The data:
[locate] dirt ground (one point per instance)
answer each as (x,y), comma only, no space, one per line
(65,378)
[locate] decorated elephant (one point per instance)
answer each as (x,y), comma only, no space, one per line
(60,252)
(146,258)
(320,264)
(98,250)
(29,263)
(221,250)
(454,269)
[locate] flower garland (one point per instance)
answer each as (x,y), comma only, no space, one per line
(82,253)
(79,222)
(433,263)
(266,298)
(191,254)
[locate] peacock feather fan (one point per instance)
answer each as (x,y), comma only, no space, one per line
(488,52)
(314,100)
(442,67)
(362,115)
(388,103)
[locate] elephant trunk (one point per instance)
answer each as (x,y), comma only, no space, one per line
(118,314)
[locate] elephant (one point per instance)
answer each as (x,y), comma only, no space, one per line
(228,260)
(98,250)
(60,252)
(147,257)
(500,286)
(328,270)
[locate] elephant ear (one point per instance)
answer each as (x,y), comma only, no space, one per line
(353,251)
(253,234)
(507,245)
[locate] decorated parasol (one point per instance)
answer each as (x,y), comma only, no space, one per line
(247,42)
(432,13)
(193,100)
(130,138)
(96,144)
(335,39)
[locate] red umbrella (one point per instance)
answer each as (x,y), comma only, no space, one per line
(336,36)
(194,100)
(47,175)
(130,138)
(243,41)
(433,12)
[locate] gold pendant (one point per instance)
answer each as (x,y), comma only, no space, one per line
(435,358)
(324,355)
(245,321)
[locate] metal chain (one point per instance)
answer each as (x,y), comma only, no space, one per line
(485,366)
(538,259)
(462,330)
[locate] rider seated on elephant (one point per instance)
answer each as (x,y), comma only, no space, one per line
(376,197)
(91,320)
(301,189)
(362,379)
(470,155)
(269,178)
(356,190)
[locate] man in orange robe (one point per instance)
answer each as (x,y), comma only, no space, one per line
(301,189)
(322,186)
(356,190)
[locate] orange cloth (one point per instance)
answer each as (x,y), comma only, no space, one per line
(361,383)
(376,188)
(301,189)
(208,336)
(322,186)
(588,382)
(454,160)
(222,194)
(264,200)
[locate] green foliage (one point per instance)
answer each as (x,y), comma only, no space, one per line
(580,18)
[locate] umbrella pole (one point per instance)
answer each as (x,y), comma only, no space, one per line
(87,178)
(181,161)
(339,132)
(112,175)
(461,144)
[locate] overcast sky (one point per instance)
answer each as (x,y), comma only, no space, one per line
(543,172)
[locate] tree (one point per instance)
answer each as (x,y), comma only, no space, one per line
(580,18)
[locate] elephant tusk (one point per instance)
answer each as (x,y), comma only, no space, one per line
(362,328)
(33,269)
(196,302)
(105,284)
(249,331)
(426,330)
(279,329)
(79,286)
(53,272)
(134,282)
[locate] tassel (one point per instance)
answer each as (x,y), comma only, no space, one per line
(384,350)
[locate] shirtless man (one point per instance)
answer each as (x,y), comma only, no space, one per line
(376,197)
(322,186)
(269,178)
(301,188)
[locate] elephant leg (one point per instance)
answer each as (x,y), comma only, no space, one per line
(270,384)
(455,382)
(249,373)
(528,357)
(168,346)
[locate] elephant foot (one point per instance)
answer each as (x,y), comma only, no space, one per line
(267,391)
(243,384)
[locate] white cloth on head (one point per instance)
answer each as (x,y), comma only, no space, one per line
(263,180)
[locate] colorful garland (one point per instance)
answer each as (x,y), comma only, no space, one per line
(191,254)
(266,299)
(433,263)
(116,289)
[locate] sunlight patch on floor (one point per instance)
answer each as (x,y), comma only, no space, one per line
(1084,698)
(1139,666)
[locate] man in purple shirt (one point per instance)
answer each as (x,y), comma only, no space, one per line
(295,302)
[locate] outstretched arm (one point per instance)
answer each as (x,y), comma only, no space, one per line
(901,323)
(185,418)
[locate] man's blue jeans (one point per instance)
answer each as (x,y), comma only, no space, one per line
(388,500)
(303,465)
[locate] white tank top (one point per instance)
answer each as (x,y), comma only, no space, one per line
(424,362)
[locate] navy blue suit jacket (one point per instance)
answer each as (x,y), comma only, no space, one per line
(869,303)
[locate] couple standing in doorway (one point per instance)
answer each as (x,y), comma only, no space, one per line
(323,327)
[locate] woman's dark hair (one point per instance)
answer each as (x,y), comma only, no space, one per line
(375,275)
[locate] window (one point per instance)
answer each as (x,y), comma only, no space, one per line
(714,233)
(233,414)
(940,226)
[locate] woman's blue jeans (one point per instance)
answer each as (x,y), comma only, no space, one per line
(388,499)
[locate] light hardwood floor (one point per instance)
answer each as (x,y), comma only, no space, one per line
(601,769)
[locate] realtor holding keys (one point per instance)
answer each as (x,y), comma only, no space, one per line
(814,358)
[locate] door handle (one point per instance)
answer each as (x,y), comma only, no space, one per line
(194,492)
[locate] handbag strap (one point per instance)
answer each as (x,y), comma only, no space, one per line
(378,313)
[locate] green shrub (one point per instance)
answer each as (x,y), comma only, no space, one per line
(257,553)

Task to complete: Having read the entries above, restate them all word for word.

Answer to the problem:
[locate] dirt ground (one point per instance)
answer each as (x,y), comma only, no space, one per line
(65,378)
[locate] decorated elephant (one point per instance)
answer each as (x,y), comma only, no space, one per line
(60,252)
(146,258)
(320,264)
(98,250)
(29,263)
(221,250)
(454,269)
[locate] flower garland (one point per instance)
answer each as (x,y), comma only, no space, one per line
(82,253)
(79,222)
(433,263)
(266,298)
(191,254)
[locate] peacock feather fan (one point per instance)
answer each as (x,y), comma only, no space, one per line
(488,52)
(314,100)
(442,67)
(362,115)
(388,103)
[locate] elephant trunk (one point per instance)
answer each as (x,y), comma only, no space, one per line
(118,314)
[locate] elephant (one point per instance)
answer each as (x,y), comma only, no space, one per line
(228,260)
(98,250)
(60,252)
(147,257)
(500,286)
(328,270)
[locate] elephant ear (one point per instance)
answer each as (x,y), comma only, no space, one per line
(353,251)
(253,234)
(507,245)
[locate] decorated parasol (one point per instance)
answer each as (x,y), comma only, no space, one per line
(247,42)
(432,13)
(193,100)
(130,138)
(96,144)
(335,39)
[locate] red umbrella (one point per instance)
answer each as (x,y), comma only, no space, one per line
(336,36)
(194,100)
(47,175)
(130,138)
(243,41)
(433,12)
[locate] gold pendant (one point per instance)
answer each as (x,y), comma only, no space, one per line
(435,358)
(324,355)
(245,321)
[locate] metal chain (one point per instance)
answer each as (x,y), comma only, no space, one per line
(485,366)
(538,259)
(462,330)
[locate] rider seated on elephant (one point per instance)
answer each as (x,y), comma only, no space, one per line
(376,197)
(91,320)
(301,189)
(362,379)
(470,155)
(269,178)
(356,190)
[locate] man in orange robe (one point per instance)
answer each as (x,y), comma only, no space, one per line
(301,189)
(322,186)
(356,190)
[locate] orange cloth (one point per instance)
answer each as (x,y), comma only, no space, one per line
(361,383)
(376,188)
(301,189)
(208,336)
(322,186)
(588,382)
(454,160)
(222,194)
(264,200)
[locate] green foliage (one point per instance)
answer each as (x,y), comma only, no space, one per line
(580,18)
[locate] umbrella pole (one point per instance)
answer each as (x,y), comma only, no space, one per line
(87,178)
(181,161)
(339,132)
(112,175)
(461,144)
[locate] overcast sky (one point per instance)
answer each as (x,y), comma only, no space, one per line
(543,172)
[locate] tree (one point per instance)
answer each as (x,y), comma only, no space, one per line
(580,18)
[locate] elephant tusk (one point per instance)
answer each as (x,y), comma only, no space, one per line
(362,328)
(33,269)
(196,302)
(105,284)
(249,331)
(426,330)
(279,329)
(79,286)
(53,272)
(134,282)
[locate] tassel (one point per instance)
answer each as (x,y), comma only, no space, one per line
(384,350)
[locate] shirtless man (one point per instance)
answer each as (x,y), comma only, no space, one per line
(376,197)
(322,186)
(269,178)
(301,188)
[locate] elephant leg (one point per instance)
answer each as (x,y), comma only, no space, one per line
(270,384)
(455,382)
(249,373)
(528,357)
(168,346)
[locate] elephant foot (one point per instance)
answer each as (x,y), comma only, no space, one per line
(267,391)
(243,384)
[locate] white cloth on head (one point per instance)
answer each as (x,y), comma only, no space, one per line
(263,180)
[locate] colorful garland (one point per instance)
answer each as (x,y), comma only, no space, one per line
(191,254)
(266,299)
(433,263)
(116,289)
[locate] sunlight patch on floor (one point per instance)
answer each as (x,y), comma only, no space, one per line
(1084,698)
(1139,666)
[locate] man in purple shirt (one point per instance)
answer each as (x,y), comma only, no space, one per line
(295,302)
[locate] outstretched arm (one point per instance)
answer each as (x,y), comma only, no space, one per line
(901,323)
(185,418)
[locate] man's blue jeans (one point per instance)
answer each as (x,y), comma only, no space, one per line
(388,500)
(303,465)
[locate] white tank top (one point per instance)
answer each as (x,y), comma only, no space, one per line
(424,362)
[locate] navy blue suit jacket (one point per instance)
answer each as (x,y), comma only, no space, one per line
(869,303)
[locate] couple standing in doorway (one point per instance)
answer each as (x,y), comma only, no space, one per line
(323,327)
[locate] woman's dark hair (one point per instance)
answer each as (x,y), comma only, no space, one per line
(375,275)
[locate] window (one point per instance)
answer each as (x,y), comma only, no space, one per line
(714,233)
(233,414)
(940,226)
[locate] woman's blue jeans (one point per instance)
answer each as (x,y), comma only, no space, one per line
(388,499)
[locate] light hardwood floor (one point per instance)
answer each as (x,y), comma only, no space, one per line
(601,769)
[locate] realtor holding keys (one point per instance)
answer each as (x,y), comma only, no space, one per line
(814,358)
[locate] door handle (one point per instance)
answer each as (x,y), comma only, no space, one per line
(194,492)
[locate] handbag strap (one point per instance)
answer each as (x,y), comma only, no space, one per line
(378,313)
[locate] green shrub (one point per instance)
answer each as (x,y), comma only, no space, one per line
(257,553)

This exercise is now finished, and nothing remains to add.